:: TASK STATEMENT ::
Locate every line in the data below that contains the word "cliff", and copy each of those lines.

:: GIVEN ENTRIES ::
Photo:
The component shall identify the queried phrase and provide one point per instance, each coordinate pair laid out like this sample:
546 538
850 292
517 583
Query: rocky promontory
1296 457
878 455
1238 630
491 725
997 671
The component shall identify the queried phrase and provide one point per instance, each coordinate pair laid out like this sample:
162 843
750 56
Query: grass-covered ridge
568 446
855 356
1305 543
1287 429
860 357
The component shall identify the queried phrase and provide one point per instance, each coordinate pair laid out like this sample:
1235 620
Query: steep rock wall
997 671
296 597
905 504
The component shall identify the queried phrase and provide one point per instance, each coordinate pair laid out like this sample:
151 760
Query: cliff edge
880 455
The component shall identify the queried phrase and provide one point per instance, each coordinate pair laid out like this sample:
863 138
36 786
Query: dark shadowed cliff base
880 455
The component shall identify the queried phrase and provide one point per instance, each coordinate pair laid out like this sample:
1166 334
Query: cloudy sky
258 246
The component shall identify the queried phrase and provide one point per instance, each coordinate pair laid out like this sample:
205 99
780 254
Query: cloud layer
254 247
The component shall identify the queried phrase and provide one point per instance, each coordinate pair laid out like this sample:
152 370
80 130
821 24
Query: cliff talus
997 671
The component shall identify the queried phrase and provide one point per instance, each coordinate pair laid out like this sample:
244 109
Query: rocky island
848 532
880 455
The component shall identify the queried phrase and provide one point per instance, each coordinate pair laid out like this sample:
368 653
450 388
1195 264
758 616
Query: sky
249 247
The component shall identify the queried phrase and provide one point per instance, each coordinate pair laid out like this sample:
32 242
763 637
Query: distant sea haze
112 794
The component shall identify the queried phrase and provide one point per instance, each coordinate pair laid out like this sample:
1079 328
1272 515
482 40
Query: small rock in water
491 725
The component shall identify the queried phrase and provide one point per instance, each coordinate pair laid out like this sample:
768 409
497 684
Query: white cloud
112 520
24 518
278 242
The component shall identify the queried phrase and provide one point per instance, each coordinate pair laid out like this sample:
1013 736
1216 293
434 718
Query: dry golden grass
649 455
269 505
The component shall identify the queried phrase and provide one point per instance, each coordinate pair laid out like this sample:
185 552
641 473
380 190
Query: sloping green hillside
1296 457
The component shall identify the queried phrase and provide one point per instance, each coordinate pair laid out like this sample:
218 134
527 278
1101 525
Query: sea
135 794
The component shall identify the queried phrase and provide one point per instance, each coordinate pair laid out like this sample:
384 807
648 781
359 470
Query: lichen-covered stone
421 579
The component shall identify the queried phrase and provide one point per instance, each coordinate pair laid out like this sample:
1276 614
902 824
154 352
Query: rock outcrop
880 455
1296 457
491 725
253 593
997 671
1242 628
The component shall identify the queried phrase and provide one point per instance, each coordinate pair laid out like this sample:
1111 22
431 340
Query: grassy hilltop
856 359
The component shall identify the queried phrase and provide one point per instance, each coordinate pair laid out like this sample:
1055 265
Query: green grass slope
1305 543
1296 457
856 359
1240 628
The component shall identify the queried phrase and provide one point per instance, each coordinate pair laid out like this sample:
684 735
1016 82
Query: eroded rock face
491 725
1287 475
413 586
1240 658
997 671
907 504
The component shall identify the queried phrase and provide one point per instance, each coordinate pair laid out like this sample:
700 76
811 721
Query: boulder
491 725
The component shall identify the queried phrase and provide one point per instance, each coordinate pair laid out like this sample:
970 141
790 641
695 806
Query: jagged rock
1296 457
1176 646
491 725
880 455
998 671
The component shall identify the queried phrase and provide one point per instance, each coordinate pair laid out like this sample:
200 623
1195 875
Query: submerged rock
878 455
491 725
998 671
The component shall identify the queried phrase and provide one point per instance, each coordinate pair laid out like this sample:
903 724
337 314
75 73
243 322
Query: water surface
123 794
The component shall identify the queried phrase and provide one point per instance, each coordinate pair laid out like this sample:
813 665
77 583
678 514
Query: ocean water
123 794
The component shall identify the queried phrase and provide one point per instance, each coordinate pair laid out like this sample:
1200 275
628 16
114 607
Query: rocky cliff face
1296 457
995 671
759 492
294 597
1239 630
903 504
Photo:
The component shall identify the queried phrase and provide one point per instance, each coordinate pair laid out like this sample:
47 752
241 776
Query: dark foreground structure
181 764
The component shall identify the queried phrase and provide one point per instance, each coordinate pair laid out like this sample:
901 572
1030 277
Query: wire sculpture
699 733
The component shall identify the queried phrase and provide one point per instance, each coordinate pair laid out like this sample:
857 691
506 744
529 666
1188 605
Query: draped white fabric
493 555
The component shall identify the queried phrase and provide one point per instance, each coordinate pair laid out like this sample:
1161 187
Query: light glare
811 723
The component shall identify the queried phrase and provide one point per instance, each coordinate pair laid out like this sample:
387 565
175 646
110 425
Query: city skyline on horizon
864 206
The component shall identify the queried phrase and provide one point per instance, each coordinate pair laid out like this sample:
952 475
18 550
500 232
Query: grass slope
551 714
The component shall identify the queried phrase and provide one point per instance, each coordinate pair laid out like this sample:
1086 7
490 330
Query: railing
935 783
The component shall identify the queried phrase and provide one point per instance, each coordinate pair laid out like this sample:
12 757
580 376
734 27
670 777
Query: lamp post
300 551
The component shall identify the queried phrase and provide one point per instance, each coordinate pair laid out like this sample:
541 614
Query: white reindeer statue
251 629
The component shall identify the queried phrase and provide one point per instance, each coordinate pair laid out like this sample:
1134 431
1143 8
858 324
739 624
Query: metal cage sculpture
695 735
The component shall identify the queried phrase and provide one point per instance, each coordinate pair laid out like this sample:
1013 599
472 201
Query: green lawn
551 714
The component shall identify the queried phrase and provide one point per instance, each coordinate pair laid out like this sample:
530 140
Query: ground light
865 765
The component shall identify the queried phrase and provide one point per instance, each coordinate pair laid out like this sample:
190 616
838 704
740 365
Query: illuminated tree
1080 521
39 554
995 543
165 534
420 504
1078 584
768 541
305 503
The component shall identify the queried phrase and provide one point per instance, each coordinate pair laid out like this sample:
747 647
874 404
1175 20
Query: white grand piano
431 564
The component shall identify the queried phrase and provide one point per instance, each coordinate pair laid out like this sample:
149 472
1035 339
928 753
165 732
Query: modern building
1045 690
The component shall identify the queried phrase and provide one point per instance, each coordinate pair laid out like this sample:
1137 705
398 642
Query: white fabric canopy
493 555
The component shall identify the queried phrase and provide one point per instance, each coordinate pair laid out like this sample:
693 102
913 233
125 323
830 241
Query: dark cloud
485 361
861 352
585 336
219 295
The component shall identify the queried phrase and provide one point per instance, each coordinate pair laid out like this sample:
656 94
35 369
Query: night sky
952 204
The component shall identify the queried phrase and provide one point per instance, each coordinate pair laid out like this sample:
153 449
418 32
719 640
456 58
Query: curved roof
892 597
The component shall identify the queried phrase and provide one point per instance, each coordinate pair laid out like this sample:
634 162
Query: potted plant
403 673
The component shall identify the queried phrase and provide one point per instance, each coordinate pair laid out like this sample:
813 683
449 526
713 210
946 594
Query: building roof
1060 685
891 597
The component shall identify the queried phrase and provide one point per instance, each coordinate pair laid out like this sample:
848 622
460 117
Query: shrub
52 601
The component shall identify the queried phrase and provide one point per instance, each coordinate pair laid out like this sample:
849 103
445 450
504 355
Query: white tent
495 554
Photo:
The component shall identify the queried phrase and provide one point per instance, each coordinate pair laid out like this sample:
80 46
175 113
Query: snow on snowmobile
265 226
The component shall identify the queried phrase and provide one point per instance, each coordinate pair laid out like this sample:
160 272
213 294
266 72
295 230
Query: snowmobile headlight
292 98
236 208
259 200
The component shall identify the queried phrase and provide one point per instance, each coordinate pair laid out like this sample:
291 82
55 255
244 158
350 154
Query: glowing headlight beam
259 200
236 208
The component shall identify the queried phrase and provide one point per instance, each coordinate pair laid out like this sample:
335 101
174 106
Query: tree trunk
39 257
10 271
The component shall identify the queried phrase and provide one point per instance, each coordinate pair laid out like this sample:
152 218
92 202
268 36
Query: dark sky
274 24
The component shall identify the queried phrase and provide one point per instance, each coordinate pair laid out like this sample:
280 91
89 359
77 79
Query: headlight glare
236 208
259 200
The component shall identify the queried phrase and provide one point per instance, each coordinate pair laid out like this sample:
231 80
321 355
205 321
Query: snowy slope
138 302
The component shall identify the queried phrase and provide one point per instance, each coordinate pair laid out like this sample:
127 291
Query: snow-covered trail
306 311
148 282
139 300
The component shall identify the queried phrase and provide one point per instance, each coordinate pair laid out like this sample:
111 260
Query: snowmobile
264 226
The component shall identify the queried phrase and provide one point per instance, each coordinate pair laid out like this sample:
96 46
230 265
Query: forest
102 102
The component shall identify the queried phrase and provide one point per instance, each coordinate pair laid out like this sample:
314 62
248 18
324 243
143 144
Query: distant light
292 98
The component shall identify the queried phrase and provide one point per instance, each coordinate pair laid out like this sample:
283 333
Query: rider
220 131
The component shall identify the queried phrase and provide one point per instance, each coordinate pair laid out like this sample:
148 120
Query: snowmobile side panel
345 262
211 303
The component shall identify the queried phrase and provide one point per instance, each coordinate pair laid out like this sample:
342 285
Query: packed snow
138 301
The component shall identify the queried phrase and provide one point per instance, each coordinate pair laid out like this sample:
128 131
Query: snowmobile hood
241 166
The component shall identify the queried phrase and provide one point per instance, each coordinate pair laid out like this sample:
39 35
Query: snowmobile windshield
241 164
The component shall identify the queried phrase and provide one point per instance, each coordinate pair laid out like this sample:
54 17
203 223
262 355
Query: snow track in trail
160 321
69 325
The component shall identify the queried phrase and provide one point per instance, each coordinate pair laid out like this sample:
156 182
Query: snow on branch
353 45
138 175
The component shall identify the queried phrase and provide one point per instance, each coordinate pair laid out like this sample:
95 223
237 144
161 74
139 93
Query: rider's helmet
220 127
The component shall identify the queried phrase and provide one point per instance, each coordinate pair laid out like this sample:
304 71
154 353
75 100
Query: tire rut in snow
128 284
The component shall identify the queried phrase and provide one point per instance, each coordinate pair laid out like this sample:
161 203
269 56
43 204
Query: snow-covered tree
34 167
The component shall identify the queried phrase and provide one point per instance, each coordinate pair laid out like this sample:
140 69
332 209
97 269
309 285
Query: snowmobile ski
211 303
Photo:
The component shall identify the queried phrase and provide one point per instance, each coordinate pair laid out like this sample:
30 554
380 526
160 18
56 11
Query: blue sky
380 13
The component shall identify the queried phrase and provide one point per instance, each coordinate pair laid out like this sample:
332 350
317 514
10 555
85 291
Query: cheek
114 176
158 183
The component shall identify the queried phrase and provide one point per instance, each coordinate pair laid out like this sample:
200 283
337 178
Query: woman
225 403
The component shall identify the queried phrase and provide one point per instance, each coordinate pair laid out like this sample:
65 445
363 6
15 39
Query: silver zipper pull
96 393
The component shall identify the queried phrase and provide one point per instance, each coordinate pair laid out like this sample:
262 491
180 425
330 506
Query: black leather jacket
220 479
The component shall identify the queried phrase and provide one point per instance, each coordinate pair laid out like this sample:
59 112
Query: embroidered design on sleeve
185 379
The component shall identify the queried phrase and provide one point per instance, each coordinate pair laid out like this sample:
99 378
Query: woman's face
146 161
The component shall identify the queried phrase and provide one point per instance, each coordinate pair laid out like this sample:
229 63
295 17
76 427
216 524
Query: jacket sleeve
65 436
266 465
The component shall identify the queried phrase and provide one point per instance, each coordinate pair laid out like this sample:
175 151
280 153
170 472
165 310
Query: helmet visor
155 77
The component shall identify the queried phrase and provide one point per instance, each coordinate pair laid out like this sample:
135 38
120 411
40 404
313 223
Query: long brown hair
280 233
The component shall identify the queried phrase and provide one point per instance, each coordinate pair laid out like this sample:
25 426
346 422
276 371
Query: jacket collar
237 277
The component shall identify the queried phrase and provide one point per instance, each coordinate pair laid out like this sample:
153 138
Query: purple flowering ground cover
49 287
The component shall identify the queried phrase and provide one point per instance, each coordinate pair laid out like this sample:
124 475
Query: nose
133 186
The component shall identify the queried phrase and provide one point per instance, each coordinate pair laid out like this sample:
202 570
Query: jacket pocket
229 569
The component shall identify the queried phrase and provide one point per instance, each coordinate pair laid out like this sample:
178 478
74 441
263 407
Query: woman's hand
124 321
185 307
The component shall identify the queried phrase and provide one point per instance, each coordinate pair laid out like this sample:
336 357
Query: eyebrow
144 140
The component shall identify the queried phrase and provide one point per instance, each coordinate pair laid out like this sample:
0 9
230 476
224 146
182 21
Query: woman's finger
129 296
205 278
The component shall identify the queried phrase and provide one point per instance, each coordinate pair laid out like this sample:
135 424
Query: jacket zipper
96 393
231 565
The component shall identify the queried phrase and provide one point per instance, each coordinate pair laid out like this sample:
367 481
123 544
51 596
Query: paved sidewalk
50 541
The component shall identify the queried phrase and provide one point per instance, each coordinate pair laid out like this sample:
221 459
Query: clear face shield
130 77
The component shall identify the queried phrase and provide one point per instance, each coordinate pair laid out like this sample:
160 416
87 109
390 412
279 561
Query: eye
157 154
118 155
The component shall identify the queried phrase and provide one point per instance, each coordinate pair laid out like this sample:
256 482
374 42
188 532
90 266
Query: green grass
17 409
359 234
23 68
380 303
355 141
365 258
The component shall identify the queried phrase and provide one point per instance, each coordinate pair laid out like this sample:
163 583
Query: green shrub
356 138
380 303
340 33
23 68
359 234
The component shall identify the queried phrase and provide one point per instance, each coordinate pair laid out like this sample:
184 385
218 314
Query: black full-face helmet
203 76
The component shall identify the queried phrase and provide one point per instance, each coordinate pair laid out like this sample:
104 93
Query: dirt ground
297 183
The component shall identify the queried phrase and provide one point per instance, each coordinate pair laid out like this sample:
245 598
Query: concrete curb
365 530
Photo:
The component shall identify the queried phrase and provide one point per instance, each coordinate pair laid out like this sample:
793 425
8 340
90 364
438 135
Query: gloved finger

:: EXPECTED OUTPUT ::
Query: cliff edge
Query: dark shadowed cliff base
Query: cliff talus
Query: rocky cliff face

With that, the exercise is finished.